§ Assignment
Retype each line of the listing. Do not alter anything.

******

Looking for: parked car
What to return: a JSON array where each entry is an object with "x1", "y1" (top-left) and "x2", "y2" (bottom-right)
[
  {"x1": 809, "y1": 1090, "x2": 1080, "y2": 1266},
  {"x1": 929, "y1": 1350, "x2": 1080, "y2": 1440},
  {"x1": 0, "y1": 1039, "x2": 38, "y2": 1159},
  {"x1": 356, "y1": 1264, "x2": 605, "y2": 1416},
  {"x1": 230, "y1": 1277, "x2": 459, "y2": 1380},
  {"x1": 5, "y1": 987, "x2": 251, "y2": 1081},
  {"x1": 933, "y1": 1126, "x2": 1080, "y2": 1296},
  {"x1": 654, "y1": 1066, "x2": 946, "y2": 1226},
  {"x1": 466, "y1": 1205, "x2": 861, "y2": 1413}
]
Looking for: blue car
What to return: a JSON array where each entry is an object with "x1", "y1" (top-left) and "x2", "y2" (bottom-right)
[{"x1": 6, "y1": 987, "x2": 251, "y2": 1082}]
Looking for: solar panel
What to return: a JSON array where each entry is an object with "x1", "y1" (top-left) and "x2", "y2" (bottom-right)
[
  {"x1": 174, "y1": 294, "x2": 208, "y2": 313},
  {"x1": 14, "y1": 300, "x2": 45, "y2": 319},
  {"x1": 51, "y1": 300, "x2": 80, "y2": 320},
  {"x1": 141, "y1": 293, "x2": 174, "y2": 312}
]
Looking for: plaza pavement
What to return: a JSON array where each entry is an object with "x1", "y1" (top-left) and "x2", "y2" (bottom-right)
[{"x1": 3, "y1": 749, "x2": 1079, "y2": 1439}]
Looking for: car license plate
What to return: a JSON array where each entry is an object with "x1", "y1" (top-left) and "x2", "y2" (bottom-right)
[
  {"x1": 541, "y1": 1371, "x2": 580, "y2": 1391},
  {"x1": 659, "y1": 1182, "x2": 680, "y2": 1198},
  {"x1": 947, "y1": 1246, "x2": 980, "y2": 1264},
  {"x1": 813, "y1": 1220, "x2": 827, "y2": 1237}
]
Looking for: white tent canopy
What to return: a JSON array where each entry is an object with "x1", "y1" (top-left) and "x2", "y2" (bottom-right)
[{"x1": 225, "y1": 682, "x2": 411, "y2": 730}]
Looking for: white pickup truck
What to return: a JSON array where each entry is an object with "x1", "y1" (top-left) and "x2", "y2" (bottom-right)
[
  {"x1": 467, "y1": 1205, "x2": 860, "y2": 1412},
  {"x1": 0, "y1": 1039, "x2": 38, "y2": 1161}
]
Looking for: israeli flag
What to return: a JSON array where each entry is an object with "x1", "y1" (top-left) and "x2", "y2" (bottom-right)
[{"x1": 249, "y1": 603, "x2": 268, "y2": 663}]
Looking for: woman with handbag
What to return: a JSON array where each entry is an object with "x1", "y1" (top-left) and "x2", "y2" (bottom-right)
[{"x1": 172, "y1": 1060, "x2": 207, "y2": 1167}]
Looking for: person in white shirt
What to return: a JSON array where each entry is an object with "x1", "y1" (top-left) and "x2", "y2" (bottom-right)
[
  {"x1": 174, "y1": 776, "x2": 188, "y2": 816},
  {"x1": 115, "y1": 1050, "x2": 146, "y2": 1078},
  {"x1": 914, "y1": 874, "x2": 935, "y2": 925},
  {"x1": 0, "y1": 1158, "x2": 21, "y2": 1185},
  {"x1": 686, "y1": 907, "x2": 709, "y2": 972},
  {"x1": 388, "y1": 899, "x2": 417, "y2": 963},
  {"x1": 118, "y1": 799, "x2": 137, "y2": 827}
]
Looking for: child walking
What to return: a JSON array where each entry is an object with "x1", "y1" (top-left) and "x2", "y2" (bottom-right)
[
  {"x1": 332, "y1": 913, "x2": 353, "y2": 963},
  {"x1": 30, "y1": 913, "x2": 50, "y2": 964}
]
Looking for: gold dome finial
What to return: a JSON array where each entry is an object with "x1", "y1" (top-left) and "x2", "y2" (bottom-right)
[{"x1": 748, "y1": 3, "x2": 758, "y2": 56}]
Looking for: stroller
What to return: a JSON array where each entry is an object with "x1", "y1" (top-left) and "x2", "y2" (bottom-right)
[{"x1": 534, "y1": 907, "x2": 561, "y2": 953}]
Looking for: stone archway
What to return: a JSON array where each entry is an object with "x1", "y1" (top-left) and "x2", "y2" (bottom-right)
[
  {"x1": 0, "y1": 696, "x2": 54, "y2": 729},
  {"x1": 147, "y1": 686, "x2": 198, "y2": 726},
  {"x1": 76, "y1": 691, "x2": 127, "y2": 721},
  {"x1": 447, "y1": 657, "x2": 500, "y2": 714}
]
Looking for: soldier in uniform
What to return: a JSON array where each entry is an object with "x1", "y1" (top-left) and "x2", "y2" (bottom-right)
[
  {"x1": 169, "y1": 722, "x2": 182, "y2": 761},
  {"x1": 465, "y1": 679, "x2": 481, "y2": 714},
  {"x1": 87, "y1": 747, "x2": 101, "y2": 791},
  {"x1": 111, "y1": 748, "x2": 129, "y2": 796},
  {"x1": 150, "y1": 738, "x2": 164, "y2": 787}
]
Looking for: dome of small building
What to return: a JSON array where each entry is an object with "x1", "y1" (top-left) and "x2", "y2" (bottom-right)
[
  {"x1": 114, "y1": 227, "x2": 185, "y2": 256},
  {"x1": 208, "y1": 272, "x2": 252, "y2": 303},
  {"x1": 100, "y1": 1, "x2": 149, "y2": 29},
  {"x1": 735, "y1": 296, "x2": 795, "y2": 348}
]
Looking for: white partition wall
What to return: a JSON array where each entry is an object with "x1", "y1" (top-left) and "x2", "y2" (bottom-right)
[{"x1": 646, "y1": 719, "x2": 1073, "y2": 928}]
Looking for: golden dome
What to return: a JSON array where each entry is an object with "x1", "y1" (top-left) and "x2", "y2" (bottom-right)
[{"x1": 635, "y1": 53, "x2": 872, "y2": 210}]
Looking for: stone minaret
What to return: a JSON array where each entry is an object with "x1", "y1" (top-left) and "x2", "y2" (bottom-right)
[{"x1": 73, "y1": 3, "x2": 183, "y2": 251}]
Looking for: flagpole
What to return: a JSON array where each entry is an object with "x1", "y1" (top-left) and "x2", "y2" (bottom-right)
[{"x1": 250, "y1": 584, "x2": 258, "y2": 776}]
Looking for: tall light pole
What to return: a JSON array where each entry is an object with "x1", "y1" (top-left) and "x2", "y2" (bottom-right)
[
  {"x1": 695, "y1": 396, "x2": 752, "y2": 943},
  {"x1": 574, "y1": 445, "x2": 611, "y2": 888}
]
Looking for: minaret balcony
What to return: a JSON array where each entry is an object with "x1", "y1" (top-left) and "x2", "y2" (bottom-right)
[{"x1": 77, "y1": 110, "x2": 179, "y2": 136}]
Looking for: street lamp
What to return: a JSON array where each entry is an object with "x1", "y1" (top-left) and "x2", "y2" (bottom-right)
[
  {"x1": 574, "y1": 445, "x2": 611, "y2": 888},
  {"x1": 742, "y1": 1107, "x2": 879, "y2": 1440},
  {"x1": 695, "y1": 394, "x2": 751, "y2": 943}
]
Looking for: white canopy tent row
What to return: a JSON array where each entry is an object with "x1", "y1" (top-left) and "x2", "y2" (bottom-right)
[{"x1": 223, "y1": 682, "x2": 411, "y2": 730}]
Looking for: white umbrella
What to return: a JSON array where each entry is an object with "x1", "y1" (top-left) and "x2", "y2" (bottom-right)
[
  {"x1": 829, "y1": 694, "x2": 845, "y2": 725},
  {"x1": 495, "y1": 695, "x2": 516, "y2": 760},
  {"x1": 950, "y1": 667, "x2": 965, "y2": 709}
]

******

§ Response below
Looking for: parked car
What to return: a JSON array where each entry is an object with "x1", "y1" (top-left) and "x2", "y2" (bottom-right)
[
  {"x1": 809, "y1": 1090, "x2": 1080, "y2": 1266},
  {"x1": 929, "y1": 1350, "x2": 1080, "y2": 1440},
  {"x1": 0, "y1": 1039, "x2": 38, "y2": 1159},
  {"x1": 356, "y1": 1264, "x2": 605, "y2": 1416},
  {"x1": 230, "y1": 1277, "x2": 459, "y2": 1380},
  {"x1": 5, "y1": 987, "x2": 251, "y2": 1081},
  {"x1": 933, "y1": 1126, "x2": 1080, "y2": 1296},
  {"x1": 654, "y1": 1066, "x2": 946, "y2": 1226},
  {"x1": 466, "y1": 1205, "x2": 861, "y2": 1413}
]
Looking for: blue car
What to return: a JSON array where each entry is an object with "x1", "y1" (top-left) and "x2", "y2" (bottom-right)
[{"x1": 6, "y1": 987, "x2": 251, "y2": 1082}]
Looking for: solar panel
What to return: a JSON array where each entry is an object with "x1", "y1" (top-left) and "x2", "y2" (bottom-right)
[
  {"x1": 174, "y1": 294, "x2": 208, "y2": 313},
  {"x1": 14, "y1": 300, "x2": 45, "y2": 319},
  {"x1": 51, "y1": 300, "x2": 80, "y2": 320},
  {"x1": 141, "y1": 293, "x2": 174, "y2": 312}
]
Looking for: plaza pavement
What to return: a JSON array where each entry is an object with "x1", "y1" (top-left) and "x2", "y2" (bottom-right)
[{"x1": 3, "y1": 749, "x2": 1079, "y2": 1439}]
Looking for: car license plate
What to return: a JSON array where each entry is an object with "x1", "y1" (top-left) and "x2", "y2" (bottom-right)
[
  {"x1": 541, "y1": 1371, "x2": 580, "y2": 1391},
  {"x1": 659, "y1": 1182, "x2": 680, "y2": 1198},
  {"x1": 947, "y1": 1246, "x2": 980, "y2": 1264},
  {"x1": 813, "y1": 1220, "x2": 827, "y2": 1237}
]
Looking for: white tent canopy
What to return: a JSON array where each entry is an object with "x1", "y1" (top-left) and "x2", "y2" (bottom-right)
[{"x1": 225, "y1": 682, "x2": 411, "y2": 730}]
Looking for: white pickup truck
What to return: a JSON array where each entry is an object with "x1", "y1" (top-left) and "x2", "y2" (bottom-right)
[
  {"x1": 467, "y1": 1205, "x2": 860, "y2": 1412},
  {"x1": 0, "y1": 1039, "x2": 38, "y2": 1161}
]
Looking for: israeli flag
What to return: a JSON array where each entry is an object with "x1", "y1" (top-left) and "x2", "y2" (bottom-right)
[{"x1": 249, "y1": 603, "x2": 268, "y2": 663}]
Looking for: woman with handbag
What to return: a JSON array where each entry is an object with "x1", "y1" (top-left) and "x2", "y2" (bottom-right)
[{"x1": 172, "y1": 1060, "x2": 207, "y2": 1167}]
Looking for: person in white shirt
What to return: a JSON array where each entry is an object with "x1", "y1" (top-left) and "x2", "y2" (bottom-right)
[
  {"x1": 174, "y1": 776, "x2": 188, "y2": 816},
  {"x1": 115, "y1": 1050, "x2": 146, "y2": 1078},
  {"x1": 914, "y1": 874, "x2": 935, "y2": 925},
  {"x1": 0, "y1": 1158, "x2": 21, "y2": 1185},
  {"x1": 686, "y1": 907, "x2": 709, "y2": 972},
  {"x1": 388, "y1": 899, "x2": 417, "y2": 963},
  {"x1": 118, "y1": 799, "x2": 137, "y2": 827}
]
Looking for: child walking
What to return: a JSON array where each entry is an object with "x1", "y1" (top-left) and "x2", "y2" (bottom-right)
[
  {"x1": 332, "y1": 913, "x2": 353, "y2": 963},
  {"x1": 30, "y1": 913, "x2": 50, "y2": 964}
]
Looking for: gold dome finial
What to return: a JSON array where each entry is an object with "x1", "y1" (top-left) and "x2", "y2" (bottom-right)
[{"x1": 748, "y1": 3, "x2": 758, "y2": 56}]
Looking for: stroller
What to return: a JSON array where each entry is an object with "x1", "y1" (top-left) and "x2", "y2" (bottom-right)
[{"x1": 534, "y1": 907, "x2": 561, "y2": 953}]
Looking for: stone archway
What to return: a JSON array where each entry is an object with "x1", "y1" (top-left) and "x2", "y2" (bottom-right)
[
  {"x1": 0, "y1": 696, "x2": 54, "y2": 729},
  {"x1": 147, "y1": 686, "x2": 198, "y2": 726},
  {"x1": 76, "y1": 691, "x2": 127, "y2": 721},
  {"x1": 447, "y1": 657, "x2": 500, "y2": 714}
]
Looking for: soldier in uniform
What to return: a JSON array where each entry is an object with "x1", "y1" (top-left) and "x2", "y2" (bottom-right)
[
  {"x1": 169, "y1": 722, "x2": 182, "y2": 761},
  {"x1": 465, "y1": 679, "x2": 481, "y2": 714},
  {"x1": 87, "y1": 747, "x2": 101, "y2": 791},
  {"x1": 111, "y1": 748, "x2": 129, "y2": 796},
  {"x1": 150, "y1": 738, "x2": 164, "y2": 787}
]
Looking for: dome of small building
What to return: a JSON array where each entry is an object with "x1", "y1" (top-left) and "x2", "y2" (bottom-right)
[
  {"x1": 114, "y1": 227, "x2": 185, "y2": 256},
  {"x1": 208, "y1": 272, "x2": 252, "y2": 303},
  {"x1": 100, "y1": 1, "x2": 149, "y2": 29},
  {"x1": 735, "y1": 296, "x2": 795, "y2": 348}
]
Looking for: white partition wall
What to return: a JSON array where each entry is an object with "x1", "y1" (top-left) and "x2", "y2" (bottom-right)
[{"x1": 646, "y1": 719, "x2": 1073, "y2": 928}]
Looking for: golden dome
What to return: a JSON array where each entry is an object with "x1", "y1" (top-left) and "x2", "y2" (bottom-right)
[{"x1": 635, "y1": 53, "x2": 872, "y2": 210}]
Looking for: stone minaret
What to return: a JSON array where each entry is an object with "x1", "y1" (top-left) and "x2", "y2" (bottom-right)
[{"x1": 73, "y1": 3, "x2": 183, "y2": 251}]
Looking for: flagpole
What to return: a JSON array where each entry is an object with "x1", "y1" (top-left) and "x2", "y2" (bottom-right)
[{"x1": 250, "y1": 584, "x2": 258, "y2": 776}]
Looking for: tall light pole
What to return: a JSON array where each entry is an object with "x1", "y1" (top-left) and "x2", "y2" (bottom-right)
[
  {"x1": 695, "y1": 396, "x2": 752, "y2": 943},
  {"x1": 574, "y1": 445, "x2": 611, "y2": 888}
]
Looking for: minaret balcony
What to return: a JSON array where each entry is an object with "x1", "y1" (top-left) and "x2", "y2" (bottom-right)
[{"x1": 77, "y1": 110, "x2": 179, "y2": 136}]
Looking for: street lamp
What to return: a JSON array where each entry is an object with "x1", "y1" (top-left) and "x2", "y2" (bottom-right)
[
  {"x1": 574, "y1": 445, "x2": 611, "y2": 888},
  {"x1": 742, "y1": 1107, "x2": 879, "y2": 1440},
  {"x1": 695, "y1": 394, "x2": 751, "y2": 943}
]
Looking for: white canopy tent row
What to return: a JSON array where each entry is an object with "x1", "y1" (top-left) and "x2", "y2" (bottom-right)
[{"x1": 223, "y1": 682, "x2": 411, "y2": 730}]
Looking for: white umbrella
What to return: a JSON array where each entry is an object with "x1", "y1" (top-left) and "x2", "y2" (bottom-right)
[
  {"x1": 829, "y1": 694, "x2": 845, "y2": 725},
  {"x1": 495, "y1": 695, "x2": 516, "y2": 760},
  {"x1": 950, "y1": 667, "x2": 965, "y2": 709}
]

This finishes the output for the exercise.